======== Data extract ========
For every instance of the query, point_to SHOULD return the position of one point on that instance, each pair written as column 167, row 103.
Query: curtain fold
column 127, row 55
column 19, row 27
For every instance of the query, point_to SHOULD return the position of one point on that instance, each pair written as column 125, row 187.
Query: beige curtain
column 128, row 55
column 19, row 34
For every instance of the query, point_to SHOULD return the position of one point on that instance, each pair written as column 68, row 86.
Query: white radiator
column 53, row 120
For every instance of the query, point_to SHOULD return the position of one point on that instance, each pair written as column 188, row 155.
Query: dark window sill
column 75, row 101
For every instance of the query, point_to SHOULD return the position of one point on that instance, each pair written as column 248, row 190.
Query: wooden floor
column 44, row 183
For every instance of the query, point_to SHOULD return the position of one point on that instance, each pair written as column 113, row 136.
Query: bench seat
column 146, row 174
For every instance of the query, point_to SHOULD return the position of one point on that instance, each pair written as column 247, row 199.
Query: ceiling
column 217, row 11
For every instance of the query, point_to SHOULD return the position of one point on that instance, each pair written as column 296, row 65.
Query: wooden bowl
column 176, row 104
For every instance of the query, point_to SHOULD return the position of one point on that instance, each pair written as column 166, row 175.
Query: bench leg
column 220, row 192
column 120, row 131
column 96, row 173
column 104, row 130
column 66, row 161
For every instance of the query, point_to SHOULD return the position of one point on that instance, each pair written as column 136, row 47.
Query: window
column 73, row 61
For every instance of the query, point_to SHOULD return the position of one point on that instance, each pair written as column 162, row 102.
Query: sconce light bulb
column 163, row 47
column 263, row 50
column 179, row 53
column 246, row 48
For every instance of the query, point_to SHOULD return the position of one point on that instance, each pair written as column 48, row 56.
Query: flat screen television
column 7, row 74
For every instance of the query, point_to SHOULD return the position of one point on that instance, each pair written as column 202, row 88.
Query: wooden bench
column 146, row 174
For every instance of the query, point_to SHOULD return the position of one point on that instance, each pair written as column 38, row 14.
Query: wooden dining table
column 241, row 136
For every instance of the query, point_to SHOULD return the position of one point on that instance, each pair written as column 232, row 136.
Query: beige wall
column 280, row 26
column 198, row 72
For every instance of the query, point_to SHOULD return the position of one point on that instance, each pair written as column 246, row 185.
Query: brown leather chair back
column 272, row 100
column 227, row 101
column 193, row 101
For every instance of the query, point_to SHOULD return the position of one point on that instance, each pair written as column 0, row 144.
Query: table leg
========
**Exercise aim**
Reproduce all of the records above line for line, without changing anything.

**Task solution**
For every instance of the query, point_to SHOULD return the position of one point on that instance, each pair written as column 167, row 103.
Query: curtain fold
column 127, row 55
column 19, row 27
For every instance of the query, point_to SHOULD return the position of one point on that instance, each pair written as column 125, row 187.
Query: beige curtain
column 128, row 55
column 19, row 34
For every instance of the query, point_to SHOULD return the position of one point on that instance, each pair written as column 68, row 86.
Query: white radiator
column 53, row 120
For every instance of the query, point_to SHOULD return the position of one point on that instance, each pair written as column 188, row 155.
Query: dark window sill
column 75, row 101
For every instance of the query, point_to SHOULD return the position of one point on that instance, each pair written as column 248, row 190.
Query: wooden floor
column 44, row 183
For every instance of the query, point_to SHOULD return the position of one point on that instance, each pair written as column 113, row 136.
Query: bench seat
column 146, row 174
For every instance of the query, point_to SHOULD return the position of one point on that instance, each pair written as column 247, row 199.
Query: ceiling
column 217, row 11
For every instance of the query, point_to SHOULD return the position of one point on that instance, each pair written as column 296, row 65.
Query: wooden bowl
column 176, row 104
For every instance of the query, point_to SHOULD return the position of one point on that instance, each pair written as column 166, row 175.
Query: bench leg
column 220, row 192
column 120, row 131
column 96, row 173
column 104, row 130
column 66, row 161
For every instance of the query, point_to SHOULD return the position of one point on that instance, each pair written as column 136, row 47.
Query: window
column 73, row 61
For every instance of the query, point_to SHOULD return the position of one point on that instance, each pair written as column 162, row 102.
Query: sconce light bulb
column 163, row 47
column 263, row 50
column 179, row 53
column 246, row 48
For every instance of the query, point_to SHOULD return the position of one point on that instance, each pair written as column 48, row 56.
Query: flat screen television
column 7, row 74
For every instance of the query, point_to SHOULD return the position of one point on that instance, each pair written as column 202, row 88.
Query: wooden bench
column 146, row 174
For every instance of the query, point_to SHOULD return the position of one point on that instance, each pair written as column 38, row 14.
Query: wooden dining table
column 241, row 136
For every instance of the query, point_to SHOULD return the position of one point on that instance, each pair written as column 232, row 136.
Query: beige wall
column 280, row 26
column 198, row 72
For every instance of the query, point_to SHOULD return the position of one point on that instance, each pair written as column 246, row 185.
Query: brown leather chair back
column 272, row 100
column 227, row 101
column 193, row 101
For every instance of the query, point_to SHOULD return the position of one point on that instance, each pair written as column 0, row 144.
Query: table leg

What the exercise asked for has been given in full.